# Exercise instructions:
1. Reproduce the passage on wolf viewing at Denali and Yellowstone word for word, starting at "In contrast to" and ending at "far, ignored them.".
2. Carry on the passage on wolf viewing at Denali and Yellowstone below, picking up after its final sentence.

# Document extract:
══════════════════════════════
In contrast to Denali, after the 1995 reintroduction of wolves at Yellowstone National Park, wolf viewing success there averages 70 percent and contributes more than $35 million annually to the states of Idaho, Montana and Wyoming. Again, that’s a 70 percent chance of seeing wolves at Yellowstone, 1 percent at Denali. Considerable economic potential exists at Denali if wolf-viewing success can be restored.

In an effort to do just that, Alaskans filed two emergency petitions this year with the Alaska Board of Game and Department of Fish and Game (in July and October), asking the state to close wolf hunting and trapping along the northeast park boundary. Both petitions were denied by the commissioner and the Board of Game has, so far, ignored them.
══════════════════════════════
# Study material:
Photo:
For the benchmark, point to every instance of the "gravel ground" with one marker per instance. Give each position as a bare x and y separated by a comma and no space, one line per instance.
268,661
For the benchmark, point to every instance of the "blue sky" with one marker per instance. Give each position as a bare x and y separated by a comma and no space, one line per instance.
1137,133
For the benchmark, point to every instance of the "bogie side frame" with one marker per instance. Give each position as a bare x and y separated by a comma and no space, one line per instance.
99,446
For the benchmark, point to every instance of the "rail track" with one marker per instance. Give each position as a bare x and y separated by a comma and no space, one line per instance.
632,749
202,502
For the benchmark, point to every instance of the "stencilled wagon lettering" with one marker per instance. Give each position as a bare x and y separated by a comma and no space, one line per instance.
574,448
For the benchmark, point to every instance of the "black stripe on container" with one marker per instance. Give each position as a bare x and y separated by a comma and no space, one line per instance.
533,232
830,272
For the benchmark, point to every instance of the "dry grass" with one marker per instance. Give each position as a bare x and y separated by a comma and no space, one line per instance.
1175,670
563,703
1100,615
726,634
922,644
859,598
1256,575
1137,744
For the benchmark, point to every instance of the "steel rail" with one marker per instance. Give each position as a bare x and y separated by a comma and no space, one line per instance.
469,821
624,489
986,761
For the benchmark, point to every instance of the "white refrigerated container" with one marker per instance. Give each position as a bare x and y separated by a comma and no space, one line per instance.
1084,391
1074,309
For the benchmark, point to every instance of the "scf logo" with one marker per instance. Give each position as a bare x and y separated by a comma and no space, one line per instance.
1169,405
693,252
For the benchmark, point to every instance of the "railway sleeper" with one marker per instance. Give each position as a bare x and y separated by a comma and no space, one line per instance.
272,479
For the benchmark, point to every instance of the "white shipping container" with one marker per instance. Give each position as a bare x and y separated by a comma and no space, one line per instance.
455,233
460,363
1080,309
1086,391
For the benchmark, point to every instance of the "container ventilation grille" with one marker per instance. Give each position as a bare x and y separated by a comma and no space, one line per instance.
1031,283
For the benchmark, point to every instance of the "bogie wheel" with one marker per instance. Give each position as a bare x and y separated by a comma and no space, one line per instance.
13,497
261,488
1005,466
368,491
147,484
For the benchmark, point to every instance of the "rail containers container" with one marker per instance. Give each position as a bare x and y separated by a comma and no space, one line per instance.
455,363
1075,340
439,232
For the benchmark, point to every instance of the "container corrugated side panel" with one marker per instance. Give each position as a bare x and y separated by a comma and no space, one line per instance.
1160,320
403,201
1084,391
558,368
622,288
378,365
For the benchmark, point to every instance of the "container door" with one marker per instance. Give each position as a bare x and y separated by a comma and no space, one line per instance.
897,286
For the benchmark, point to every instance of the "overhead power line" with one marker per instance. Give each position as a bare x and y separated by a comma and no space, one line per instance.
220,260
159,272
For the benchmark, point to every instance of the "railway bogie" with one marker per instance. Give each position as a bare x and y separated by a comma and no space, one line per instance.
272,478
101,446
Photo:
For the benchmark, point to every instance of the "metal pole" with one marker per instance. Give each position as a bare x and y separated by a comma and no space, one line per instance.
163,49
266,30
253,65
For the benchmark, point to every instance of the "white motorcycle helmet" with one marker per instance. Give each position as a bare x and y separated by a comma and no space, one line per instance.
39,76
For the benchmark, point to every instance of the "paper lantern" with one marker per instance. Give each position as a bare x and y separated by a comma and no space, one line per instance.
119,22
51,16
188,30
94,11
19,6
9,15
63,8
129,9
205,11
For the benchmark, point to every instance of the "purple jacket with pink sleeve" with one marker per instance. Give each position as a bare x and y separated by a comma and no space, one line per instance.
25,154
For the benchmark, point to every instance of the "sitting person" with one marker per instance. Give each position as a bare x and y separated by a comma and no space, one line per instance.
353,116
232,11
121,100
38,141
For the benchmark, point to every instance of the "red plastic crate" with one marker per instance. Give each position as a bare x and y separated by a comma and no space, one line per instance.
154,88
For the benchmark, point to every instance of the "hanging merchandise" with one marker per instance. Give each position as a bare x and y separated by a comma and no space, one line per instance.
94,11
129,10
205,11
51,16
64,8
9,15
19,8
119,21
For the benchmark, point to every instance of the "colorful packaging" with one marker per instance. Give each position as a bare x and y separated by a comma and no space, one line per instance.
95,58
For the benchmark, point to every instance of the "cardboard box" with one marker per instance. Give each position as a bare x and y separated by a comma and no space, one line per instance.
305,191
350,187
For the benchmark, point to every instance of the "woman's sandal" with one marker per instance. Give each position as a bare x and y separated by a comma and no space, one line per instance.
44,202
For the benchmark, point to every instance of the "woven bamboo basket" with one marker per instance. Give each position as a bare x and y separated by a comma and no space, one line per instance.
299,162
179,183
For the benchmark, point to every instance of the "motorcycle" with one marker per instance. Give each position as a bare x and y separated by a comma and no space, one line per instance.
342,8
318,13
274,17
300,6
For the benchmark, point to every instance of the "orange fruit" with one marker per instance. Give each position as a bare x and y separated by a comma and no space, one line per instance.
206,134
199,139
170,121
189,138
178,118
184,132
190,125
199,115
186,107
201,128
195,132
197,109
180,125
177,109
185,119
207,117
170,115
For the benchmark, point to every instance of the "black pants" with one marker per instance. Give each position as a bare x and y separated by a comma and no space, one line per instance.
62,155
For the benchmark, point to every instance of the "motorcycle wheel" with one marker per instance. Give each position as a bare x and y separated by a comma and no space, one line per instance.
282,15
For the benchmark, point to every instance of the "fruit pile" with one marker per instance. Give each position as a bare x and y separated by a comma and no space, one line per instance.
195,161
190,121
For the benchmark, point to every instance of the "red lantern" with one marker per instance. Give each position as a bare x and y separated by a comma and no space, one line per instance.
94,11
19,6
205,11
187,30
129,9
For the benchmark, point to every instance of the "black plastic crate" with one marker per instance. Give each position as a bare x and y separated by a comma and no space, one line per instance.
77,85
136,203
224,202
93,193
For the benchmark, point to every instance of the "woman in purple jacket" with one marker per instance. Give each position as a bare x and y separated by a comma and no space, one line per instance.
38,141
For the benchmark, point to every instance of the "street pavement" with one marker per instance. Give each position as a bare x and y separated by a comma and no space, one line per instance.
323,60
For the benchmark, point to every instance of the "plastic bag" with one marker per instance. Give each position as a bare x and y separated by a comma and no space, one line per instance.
══════════════════════════════
# Response list:
1.
In contrast to Denali, after the 1995 reintroduction of wolves at Yellowstone National Park, wolf viewing success there averages 70 percent and contributes more than $35 million annually to the states of Idaho, Montana and Wyoming. Again, that’s a 70 percent chance of seeing wolves at Yellowstone, 1 percent at Denali. Considerable economic potential exists at Denali if wolf-viewing success can be restored.

In an effort to do just that, Alaskans filed two emergency petitions this year with the Alaska Board of Game and Department of Fish and Game (in July and October), asking the state to close wolf hunting and trapping along the northeast park boundary. Both petitions were denied by the commissioner and the Board of Game has, so far, ignored them.

2.
The commissioner has directed public concerns on the issue to the Board of Game, which will consider a limited, inadequate Denali buffer proposal at its meeting next March. But as the Game Board, comprised exclusively of hunters and trappers, has declined every Denali buffer petition presented to it for more than a decade, and even imposed a legally indefensible moratorium on considering any Denali buffer proposal for many years, citizens are not optimistic. And even in the unlikely possibility that the Board adopts the small proposed buffer at its March meeting, it would not take effect this season, leaving what’s left of eastern Denali wolves exposed to trapping and hunting throughout the winter. 

Park research has shown that the loss of even one significant breeding wolf can cause the disintegration of entire family groups (packs), leading to a dramatic decline in visitor viewing. Put simply, Denali cannot afford to lose any more wolves to the few hunters and trappers along the northeast boundary.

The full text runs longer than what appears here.